#### Selection

■ ■ ■ ■ ■ ■ ■

When we step back and compare these market size assessments that account for only a subset of the global ED market, it is easy to see that with our $400,000,000 of near term potential annual revenue We are really only getting started at capturing a very large opportunity while building a business that is geared for profitability in the near term. And with that, I'm happy to pass the call back to Don.

Speaker 2

Thank you, Ricardo. We have covered a significant amount of ground today in reviewing Q2 and our strategy. Before we move to Q and A, I would like to emphasize 3 points. 1st and perhaps our most important point, we are focused on driving significant profitability from our existing resources and opportunities. We believe the near term business profile as we have constructed and consistent with current assets and commercial opportunities has the potential to produce on an annual basis approximately $550,000,000 of revenue, approximately $200,000,000 of gross profit and approximately $140,000,000 of EBITDA.

Speaker 2

We are striving to hit this level of business performance on a run rate basis within the next 4 to 6 quarters. At the same time, we believe that we maintain our full longer term upside potential as we continue to have talented teams garnering more design wins from EV OEMs, building out a profitable base load of energy industrial revenue and leveraging our aerogel technology platform into additional high value markets, including our ongoing work in battery materials. 2nd, we believe the implementation of the supply of the supplemental supply arrangement supports several critical elements of our strategy. It allows us to continue to grow the baseload of energy industrial revenue without supply constraints and in a manner consistent with our goal of achieving overall gross margins of at least 35%. The supply arrangement allows us to dedicate Plant 1 In Rhode Island to produce pyrothin thermal barriers in order to support the ramp of our EV OEMs.

Speaker 2

And finally, it allows us to maintain a strong balance sheet by the right timing of the final phase of the construction of Plant 2 in Georgia. And the 3rd point of emphasis, in addition to having the large European commercial truck customer join GM and Toyota on the list of design awards, We believe that we have near term line of sight on design awards from at least 3 other EV OEMs with volumes expected to commence in 2024 and ramp in 2025. Even with this anticipated near term success, Our team believes that we are just getting started as the need for battery performance and safety in EVs becomes yet more paramount. With that, operator, let's turn to the Q and A.

■ ■ ■ ■ ■ ■ ■

#### Material provided
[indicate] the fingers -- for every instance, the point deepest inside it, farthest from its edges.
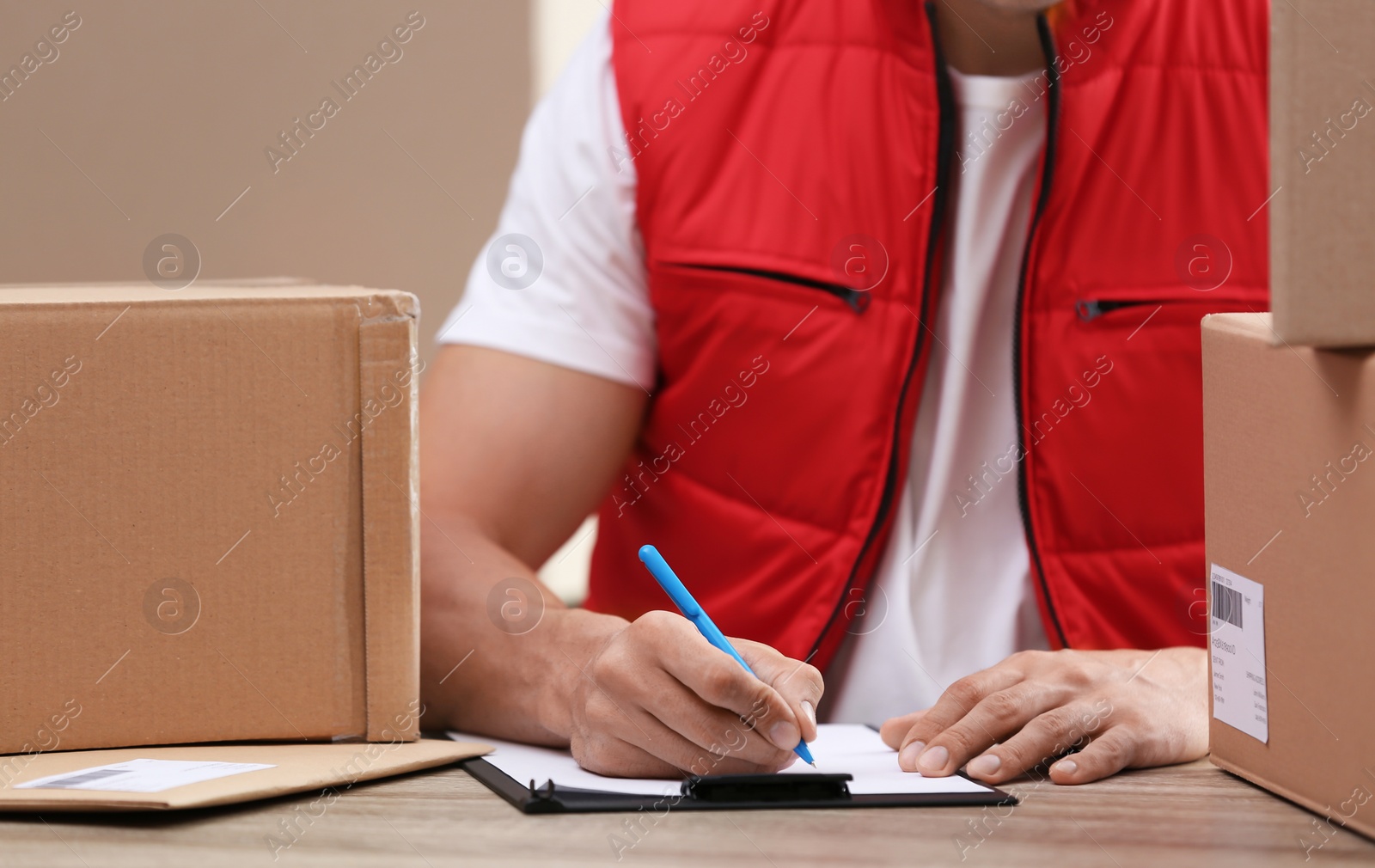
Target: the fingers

■ ■ ■ ■ ■ ■ ■

#### Exercise tasks
1 - Reproduce the part of the call transcript starting with "When we step" and going on through "back to Don.".
2 - Give every dollar amount that appears in the call transcript.

#### Answers provided
1 -
When we step back and compare these market size assessments that account for only a subset of the global ED market, it is easy to see that with our $400,000,000 of near term potential annual revenue We are really only getting started at capturing a very large opportunity while building a business that is geared for profitability in the near term. And with that, I'm happy to pass the call back to Don.

2 -
- $400,000,000
- $550,000,000
- $200,000,000
- $140,000,000